**What to work on:**
In the records below, reproduce every line verbatim, starting at the line containing "Target: woman's arm" and continuing to the end of the records.

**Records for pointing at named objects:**

###

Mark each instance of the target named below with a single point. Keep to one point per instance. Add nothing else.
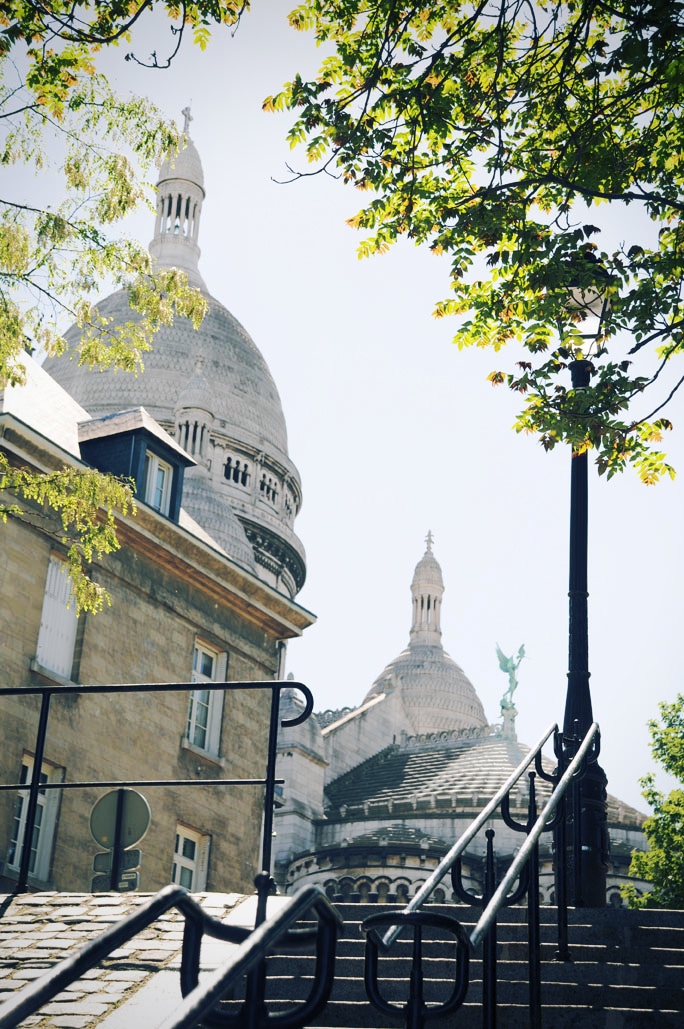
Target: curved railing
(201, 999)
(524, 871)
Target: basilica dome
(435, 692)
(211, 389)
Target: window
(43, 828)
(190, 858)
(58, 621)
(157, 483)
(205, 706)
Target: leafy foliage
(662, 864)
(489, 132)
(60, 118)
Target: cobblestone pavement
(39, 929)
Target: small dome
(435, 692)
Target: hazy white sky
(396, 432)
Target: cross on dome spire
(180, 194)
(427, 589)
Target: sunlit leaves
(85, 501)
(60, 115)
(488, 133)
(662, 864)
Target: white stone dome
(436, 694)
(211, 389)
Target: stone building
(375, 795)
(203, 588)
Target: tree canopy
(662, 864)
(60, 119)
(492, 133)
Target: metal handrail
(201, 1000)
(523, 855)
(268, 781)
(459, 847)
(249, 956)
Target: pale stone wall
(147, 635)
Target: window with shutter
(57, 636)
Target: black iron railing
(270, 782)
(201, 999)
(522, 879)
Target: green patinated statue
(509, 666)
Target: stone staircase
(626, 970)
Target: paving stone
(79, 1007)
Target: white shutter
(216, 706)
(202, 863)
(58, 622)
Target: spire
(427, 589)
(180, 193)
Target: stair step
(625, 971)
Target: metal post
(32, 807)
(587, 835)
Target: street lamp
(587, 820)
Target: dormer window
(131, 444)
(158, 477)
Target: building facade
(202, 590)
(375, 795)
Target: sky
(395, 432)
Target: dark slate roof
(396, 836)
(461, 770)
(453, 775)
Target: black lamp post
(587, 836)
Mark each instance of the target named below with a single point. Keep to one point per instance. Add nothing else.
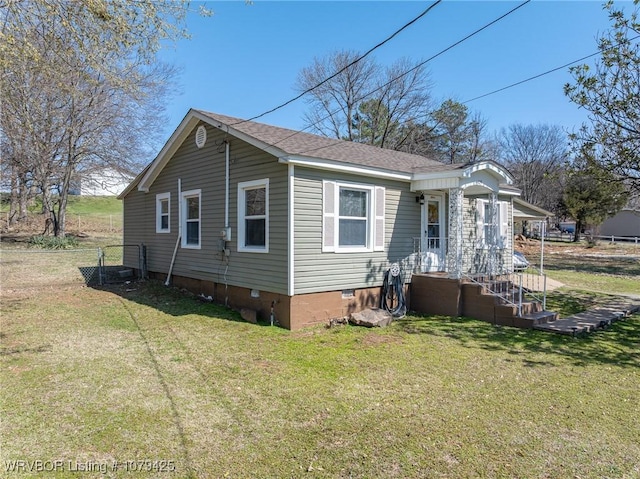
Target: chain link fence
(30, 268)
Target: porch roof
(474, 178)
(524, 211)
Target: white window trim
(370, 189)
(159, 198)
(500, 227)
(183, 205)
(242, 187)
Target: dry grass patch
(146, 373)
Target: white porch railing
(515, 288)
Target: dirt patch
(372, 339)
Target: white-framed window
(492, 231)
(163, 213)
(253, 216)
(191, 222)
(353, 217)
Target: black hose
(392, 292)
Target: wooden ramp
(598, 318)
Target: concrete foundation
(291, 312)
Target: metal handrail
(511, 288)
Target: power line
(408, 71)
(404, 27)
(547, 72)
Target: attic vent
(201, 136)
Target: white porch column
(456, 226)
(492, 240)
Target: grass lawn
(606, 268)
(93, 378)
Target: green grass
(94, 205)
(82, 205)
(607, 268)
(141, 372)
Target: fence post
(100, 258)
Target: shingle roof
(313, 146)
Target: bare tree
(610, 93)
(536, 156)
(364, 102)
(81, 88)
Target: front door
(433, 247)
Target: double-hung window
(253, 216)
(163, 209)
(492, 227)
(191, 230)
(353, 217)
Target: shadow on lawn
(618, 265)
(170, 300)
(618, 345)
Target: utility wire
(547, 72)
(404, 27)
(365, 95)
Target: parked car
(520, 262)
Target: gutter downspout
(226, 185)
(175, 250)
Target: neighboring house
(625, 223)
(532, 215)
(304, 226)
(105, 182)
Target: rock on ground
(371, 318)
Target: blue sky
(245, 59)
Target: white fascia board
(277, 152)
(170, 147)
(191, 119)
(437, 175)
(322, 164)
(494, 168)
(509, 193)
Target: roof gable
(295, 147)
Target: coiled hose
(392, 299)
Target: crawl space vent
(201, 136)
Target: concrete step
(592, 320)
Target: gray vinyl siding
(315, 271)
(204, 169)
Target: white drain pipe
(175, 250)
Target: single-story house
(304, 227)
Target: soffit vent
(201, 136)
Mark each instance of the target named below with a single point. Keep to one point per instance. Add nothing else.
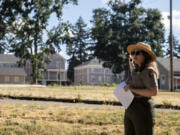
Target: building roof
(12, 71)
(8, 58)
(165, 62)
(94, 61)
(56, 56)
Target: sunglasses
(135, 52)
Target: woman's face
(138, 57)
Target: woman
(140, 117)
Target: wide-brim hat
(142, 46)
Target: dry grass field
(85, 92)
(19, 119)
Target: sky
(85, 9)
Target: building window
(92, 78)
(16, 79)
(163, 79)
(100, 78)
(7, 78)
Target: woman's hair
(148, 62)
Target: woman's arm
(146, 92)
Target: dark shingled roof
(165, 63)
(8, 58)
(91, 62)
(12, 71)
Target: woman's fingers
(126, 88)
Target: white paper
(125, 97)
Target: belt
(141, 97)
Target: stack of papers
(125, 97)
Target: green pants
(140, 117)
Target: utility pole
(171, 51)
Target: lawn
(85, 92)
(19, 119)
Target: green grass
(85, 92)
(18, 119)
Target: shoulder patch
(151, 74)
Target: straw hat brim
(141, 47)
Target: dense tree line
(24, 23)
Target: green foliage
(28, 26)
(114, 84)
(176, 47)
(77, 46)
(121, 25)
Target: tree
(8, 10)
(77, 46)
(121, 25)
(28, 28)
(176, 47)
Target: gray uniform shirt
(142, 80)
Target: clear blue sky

###

**Task output:**
Target: woman's arm
(146, 92)
Target: dark shingled roof
(165, 63)
(8, 58)
(91, 62)
(12, 71)
Target: woman's fingers
(126, 88)
Target: white paper
(125, 97)
Target: belt
(141, 97)
Target: stack of papers
(125, 97)
Target: green pants
(140, 117)
Target: utility pole
(171, 51)
Target: lawn
(85, 92)
(19, 119)
Target: green grass
(85, 92)
(18, 119)
Target: shoulder patch
(151, 74)
Target: straw hat brim
(141, 47)
Target: dense tree line
(24, 23)
Target: green foliage
(28, 26)
(114, 84)
(176, 47)
(77, 46)
(121, 25)
Target: tree
(8, 10)
(77, 46)
(121, 25)
(28, 28)
(176, 47)
Target: gray uniform shirt
(142, 80)
Target: clear blue sky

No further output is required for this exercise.